Exercise brief: When you find the line with "find the man in white beanie" among the records below, reproduce it and each line after it exactly, ending with the line with "find the minnie mouse mascot costume".
***
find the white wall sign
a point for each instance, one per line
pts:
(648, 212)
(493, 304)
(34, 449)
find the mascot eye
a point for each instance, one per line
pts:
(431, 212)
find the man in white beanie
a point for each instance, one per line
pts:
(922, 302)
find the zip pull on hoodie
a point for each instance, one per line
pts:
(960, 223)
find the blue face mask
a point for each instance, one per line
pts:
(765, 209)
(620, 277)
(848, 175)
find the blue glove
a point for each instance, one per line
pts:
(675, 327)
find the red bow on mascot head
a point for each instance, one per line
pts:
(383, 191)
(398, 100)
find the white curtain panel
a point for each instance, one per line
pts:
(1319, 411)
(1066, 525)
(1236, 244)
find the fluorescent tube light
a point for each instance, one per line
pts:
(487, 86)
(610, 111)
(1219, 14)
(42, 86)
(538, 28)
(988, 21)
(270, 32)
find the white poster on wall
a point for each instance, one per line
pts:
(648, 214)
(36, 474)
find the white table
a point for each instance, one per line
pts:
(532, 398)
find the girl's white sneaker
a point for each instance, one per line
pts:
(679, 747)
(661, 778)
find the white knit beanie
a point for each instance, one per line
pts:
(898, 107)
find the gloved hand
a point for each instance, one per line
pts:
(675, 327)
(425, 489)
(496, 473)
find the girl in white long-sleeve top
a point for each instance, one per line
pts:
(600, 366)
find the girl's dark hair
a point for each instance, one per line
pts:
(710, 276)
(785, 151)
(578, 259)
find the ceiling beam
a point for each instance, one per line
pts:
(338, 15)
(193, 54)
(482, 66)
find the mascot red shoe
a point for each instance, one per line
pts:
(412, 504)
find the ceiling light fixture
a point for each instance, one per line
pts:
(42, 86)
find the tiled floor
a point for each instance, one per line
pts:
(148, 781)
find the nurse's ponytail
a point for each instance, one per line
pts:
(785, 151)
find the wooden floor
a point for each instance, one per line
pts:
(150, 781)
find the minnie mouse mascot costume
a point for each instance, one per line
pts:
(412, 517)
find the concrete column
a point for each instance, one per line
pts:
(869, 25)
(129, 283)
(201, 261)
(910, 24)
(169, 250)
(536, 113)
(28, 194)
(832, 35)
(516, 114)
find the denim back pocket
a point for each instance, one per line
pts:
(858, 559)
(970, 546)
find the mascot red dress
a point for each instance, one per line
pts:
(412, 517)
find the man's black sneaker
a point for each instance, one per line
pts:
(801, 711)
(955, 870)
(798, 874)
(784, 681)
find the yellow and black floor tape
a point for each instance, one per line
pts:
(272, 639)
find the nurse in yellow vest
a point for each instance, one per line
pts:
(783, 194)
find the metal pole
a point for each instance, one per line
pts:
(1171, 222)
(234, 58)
***
Exercise response:
find the man in white beanie
a point for each instance, one per line
pts:
(922, 302)
find the zip pull on hoodie
a point for each instance, one per line
pts:
(960, 223)
find the blue face mask
a point for each instance, one per line
pts:
(765, 209)
(620, 277)
(848, 175)
find the blue glove
a point for each instance, one per line
pts:
(675, 327)
find the red bow on mascot head
a point for each instance, one per line
pts:
(383, 191)
(398, 100)
find the white curtain panel
a point for each instance, one per line
pts:
(1319, 411)
(1066, 525)
(1236, 244)
find the fluorescent tube light
a point for each instance, one per line
pts:
(487, 86)
(610, 111)
(1219, 14)
(42, 86)
(538, 28)
(988, 21)
(270, 32)
find the white poster on wall
a point for each instance, one per line
pts:
(648, 214)
(36, 474)
find the white table
a point for each instance, one per line
pts:
(532, 398)
find the girl's white sneaker
a point for each instance, one per line
pts:
(679, 747)
(661, 778)
find the white knit beanie
a point for each instance, one per line
pts:
(898, 107)
find the gloved hand
a point for each instance, one per line
pts:
(675, 327)
(425, 489)
(496, 473)
find the girl in white long-sleeve top
a point for each instance, one per line
pts:
(600, 366)
find the girl's dark hair
a point for each instance, one per line
pts:
(710, 276)
(785, 151)
(578, 259)
find the ceiling beam
a point for each instance, one per line
pts:
(338, 15)
(193, 54)
(482, 66)
find the mascot red shoe
a point for each instance, one per line
pts:
(412, 504)
find the ceiling light fixture
a point for each instance, one per line
pts:
(42, 86)
find the tiled floor
a point for each instance, one per line
pts:
(148, 781)
find the nurse's ponytail
a point for each instance, one per line
pts:
(785, 151)
find the wooden floor
a point for each instance, one per line
pts:
(150, 781)
find the minnie mouse mascot costume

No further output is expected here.